**TASK DATA**
++++

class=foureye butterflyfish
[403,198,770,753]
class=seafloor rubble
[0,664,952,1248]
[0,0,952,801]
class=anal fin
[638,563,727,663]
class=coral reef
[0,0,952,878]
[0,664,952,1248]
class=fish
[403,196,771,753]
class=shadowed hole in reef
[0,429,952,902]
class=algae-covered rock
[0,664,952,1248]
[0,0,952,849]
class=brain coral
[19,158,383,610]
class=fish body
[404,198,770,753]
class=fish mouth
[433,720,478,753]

++++

**PROMPT**
Please copy every line above without changing a single character.

**EXERCISE OUTPUT**
class=foureye butterflyfish
[403,198,770,753]
class=seafloor rubble
[0,664,952,1248]
[0,0,952,801]
class=anal fin
[638,563,727,663]
class=coral reef
[0,0,952,878]
[0,664,952,1248]
class=fish
[403,196,771,753]
class=shadowed hole in reef
[0,429,952,902]
class=algae-covered rock
[0,664,952,1248]
[0,0,952,849]
class=brain coral
[19,158,383,610]
class=fish body
[404,198,770,753]
class=fish mouth
[433,720,478,753]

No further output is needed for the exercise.